Va dejando atrás el viajero las prehistóricas sombras que proyecta la grandiosa Peña Jarinera y se allega a los parajes de La Juenti el Ehpinu, donde se rastrean bancos no muy potentes de materiales paleozoicos. Son rocas silíceas cristalinas, que presentan colores rojizos, coincidiendo con las denominadas cuarcitas de criadero (período Silúrico). Material pétreo excelente para que nuestros hombres del Paleolítico fabricaran sus artefactos. Un yacimiento que no ocupará más de una hectárea y que debió ser explotado en épocas avanzadas del Paleolítico superior, a juzgar por los vestigios que se observan en una de las charcas de estos prados adehesados y por algún que otro yunque o percutor durmiente conformado en cantos rodados de cuarzoarenita. Tal vez, un taller prehistórico al aire libre, en consonancia con las actividades productivas de los cazadores-recolectores del Holoceno.
Si el viajero, antes de emprender la marcha, visita los Ayuntamientos de la zona y hace copia de las áreas catastrales que se va a patear (cosa muy aconsejable), se encontrará con que los terrenos que ahora zancajea están atiborrados de topónimos que hacen alusión a antiguas fuentes, hoy ya colmatadas por el abandono generado a raíz del cambio producido en la explotación de las parcelas agrarias. Juenti loh Batacónih, Juenti la Zorra, Juenti Marisanchi, Juenti Sosa… Y entre tantos veneros, otros topónimos más raros, como aquel de La Naviguerra, que seguro que al viajero le trae ecos de alguna épica batalla entablada en tal paraje, que no es ni una gran llanura, ni está rodeado de montañas ni tiene la pinta de ser pantanoso (aunque se encharque en los inviernos), como indica la voz nava. Encuentro bélico puede que lo hubiera, que se han encontrado una bayoneta y otros arreos, totalmente ya herrumbrosos, al remozar las tierras. Incluso, botones de casacas de soldados franceses. ¿Acaso cuando La Francesada, que otros llaman Guerra de la Independencia? Los botones aparecieron en los cercanos predios de El Canejal, topónimo éste que debe descifrar el viajero, para lo que debe hacer un alto, sentarse en alguno de los riscos graníticos de la zona, echar un bocado si es hora de ello y reflexionar a la vera de las hercúleas encinas que salpican el paisaje.

Entradas de señalamiento

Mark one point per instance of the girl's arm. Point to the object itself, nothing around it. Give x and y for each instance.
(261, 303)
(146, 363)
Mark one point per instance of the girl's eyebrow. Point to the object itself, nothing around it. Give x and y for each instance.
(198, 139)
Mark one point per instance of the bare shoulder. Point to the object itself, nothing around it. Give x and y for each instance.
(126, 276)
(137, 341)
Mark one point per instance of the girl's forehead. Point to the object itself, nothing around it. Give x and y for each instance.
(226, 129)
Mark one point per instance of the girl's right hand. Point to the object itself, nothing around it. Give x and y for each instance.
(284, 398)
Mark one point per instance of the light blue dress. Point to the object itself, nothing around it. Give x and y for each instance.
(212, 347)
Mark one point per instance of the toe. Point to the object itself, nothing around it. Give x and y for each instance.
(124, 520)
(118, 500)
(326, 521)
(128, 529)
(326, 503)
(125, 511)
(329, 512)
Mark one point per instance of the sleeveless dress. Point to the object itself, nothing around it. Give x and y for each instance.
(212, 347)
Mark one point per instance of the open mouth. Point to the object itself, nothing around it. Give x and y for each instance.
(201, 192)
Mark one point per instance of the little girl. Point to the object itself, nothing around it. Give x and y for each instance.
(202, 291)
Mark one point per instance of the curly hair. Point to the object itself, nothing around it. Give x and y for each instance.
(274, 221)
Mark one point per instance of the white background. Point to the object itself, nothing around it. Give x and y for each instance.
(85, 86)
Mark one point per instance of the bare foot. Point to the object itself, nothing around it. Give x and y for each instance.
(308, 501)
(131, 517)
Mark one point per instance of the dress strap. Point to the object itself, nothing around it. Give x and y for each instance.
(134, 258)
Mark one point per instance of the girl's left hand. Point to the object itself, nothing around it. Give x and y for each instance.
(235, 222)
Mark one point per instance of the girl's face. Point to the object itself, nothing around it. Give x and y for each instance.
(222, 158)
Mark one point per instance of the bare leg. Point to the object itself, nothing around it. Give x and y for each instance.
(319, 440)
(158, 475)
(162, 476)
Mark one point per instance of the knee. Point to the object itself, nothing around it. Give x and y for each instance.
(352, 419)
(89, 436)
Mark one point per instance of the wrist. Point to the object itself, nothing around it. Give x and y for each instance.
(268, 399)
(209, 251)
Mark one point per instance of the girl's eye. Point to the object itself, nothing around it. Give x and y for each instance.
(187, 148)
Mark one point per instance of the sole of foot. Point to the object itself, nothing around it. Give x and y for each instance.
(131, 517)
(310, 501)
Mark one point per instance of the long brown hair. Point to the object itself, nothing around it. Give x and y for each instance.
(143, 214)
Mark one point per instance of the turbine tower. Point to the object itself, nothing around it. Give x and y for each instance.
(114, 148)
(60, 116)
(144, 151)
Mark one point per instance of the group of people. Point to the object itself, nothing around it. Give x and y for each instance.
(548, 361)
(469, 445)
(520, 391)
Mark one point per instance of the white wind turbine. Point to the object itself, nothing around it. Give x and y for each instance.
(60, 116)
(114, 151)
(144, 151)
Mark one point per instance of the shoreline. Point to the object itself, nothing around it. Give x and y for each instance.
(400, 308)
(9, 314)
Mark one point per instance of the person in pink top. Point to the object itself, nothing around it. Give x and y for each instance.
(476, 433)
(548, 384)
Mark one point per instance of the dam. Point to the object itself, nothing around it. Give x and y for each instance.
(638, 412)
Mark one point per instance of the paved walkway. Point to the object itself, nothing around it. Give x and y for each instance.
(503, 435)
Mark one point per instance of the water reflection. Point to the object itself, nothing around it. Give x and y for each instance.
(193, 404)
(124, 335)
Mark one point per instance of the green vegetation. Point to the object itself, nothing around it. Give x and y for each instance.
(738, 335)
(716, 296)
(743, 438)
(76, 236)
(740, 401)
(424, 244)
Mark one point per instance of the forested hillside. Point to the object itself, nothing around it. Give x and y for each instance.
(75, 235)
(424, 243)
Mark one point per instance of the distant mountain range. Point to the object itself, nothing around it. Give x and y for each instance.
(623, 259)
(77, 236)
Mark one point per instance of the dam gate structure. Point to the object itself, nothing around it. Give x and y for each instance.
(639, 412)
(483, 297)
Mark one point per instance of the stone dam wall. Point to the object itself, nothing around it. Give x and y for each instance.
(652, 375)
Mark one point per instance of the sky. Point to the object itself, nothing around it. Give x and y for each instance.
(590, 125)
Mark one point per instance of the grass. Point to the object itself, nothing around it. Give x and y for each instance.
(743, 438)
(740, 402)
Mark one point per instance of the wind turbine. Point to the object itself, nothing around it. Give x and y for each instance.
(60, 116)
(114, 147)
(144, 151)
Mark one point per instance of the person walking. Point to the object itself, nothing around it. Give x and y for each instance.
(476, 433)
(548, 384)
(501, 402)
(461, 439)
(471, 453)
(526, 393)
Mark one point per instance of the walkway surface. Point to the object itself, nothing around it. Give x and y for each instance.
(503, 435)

QUÉ SE PIDE:
Continúa, por favor, el texto sobre el recorrido del viajero por La Juenti el Ehpinu y La Naviguerra, empezando justo después de su última oración.

RESPUESTA DEL EJERCICIO:
Mutatio
Por más vueltas que dé el viajero a la voz canejal, seguro que el lugar más cercano con el que se topa en sus indagaciones es el caserío de Canejal de Chimaltenango, en el municipio guatemalteco de San Martín Jilotepeque. Muy a trasmano le cae al viajero tal lugar y mejor es que no ande buscándole tres patas al banco. Pero sí que se las tendrá que buscar a lo que se topa en lo que, hasta no hace mucho, fueron tierras abiertas y donde se concentran una buena gavilla de múruh (chozos pastoriles a piedra seca y con falsa bóveda) y zajúrdah (pocilgas o cochineras construidas de la misma guisa). La mayoría de estas construcciones hacen ya aguas por todas partes. Algunas se mimetizan con los roquedos graníticos y muros del mismo material que rodean las pequeñas fincas, o se camuflan entre escobas o lo que los paisanos llaman piornos y que en realidad son genistas florales.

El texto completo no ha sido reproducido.